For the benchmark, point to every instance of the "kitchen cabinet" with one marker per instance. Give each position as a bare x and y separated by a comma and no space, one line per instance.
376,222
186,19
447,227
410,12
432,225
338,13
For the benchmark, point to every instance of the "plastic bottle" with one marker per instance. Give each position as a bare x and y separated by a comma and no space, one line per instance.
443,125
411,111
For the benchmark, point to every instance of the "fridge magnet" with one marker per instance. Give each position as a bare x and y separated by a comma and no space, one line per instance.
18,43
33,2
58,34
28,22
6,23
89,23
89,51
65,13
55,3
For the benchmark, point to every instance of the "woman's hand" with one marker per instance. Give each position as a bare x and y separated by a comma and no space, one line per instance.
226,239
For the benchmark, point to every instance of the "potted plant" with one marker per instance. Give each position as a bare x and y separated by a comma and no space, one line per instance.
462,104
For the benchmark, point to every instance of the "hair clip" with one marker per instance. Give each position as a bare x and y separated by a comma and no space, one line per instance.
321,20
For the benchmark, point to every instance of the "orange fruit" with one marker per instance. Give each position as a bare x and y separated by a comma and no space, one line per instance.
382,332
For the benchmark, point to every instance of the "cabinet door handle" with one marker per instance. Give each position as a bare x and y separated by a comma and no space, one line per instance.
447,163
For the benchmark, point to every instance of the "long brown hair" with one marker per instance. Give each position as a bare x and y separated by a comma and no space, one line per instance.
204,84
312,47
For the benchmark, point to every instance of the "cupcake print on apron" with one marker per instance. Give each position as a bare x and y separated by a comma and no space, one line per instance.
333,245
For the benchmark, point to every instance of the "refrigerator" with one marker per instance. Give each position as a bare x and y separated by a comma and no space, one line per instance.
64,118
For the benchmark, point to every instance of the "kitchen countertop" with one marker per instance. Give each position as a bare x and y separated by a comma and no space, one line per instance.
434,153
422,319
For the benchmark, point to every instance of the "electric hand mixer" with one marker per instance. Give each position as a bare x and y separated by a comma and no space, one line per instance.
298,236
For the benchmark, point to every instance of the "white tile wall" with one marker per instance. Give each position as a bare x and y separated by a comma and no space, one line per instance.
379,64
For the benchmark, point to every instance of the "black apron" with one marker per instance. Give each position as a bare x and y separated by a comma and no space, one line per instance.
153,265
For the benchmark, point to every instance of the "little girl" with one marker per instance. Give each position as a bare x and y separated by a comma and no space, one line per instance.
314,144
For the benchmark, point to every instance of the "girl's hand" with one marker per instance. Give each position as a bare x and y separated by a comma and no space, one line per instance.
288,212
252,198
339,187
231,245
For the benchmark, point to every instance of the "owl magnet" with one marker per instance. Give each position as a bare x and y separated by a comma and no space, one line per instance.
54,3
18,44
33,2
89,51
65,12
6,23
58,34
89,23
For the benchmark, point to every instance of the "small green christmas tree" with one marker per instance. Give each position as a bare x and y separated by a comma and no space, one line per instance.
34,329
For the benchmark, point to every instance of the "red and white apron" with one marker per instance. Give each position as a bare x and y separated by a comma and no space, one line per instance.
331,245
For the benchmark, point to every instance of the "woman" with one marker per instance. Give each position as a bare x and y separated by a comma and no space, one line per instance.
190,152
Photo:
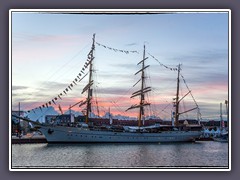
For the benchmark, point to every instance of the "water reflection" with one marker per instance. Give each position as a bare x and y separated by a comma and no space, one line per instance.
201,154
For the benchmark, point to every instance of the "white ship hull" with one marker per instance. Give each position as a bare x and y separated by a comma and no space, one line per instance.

**What is asked:** Count how many lines of the material above contain the string "magnet", with case counting, and reply with only the number.

**Answer in full:** 2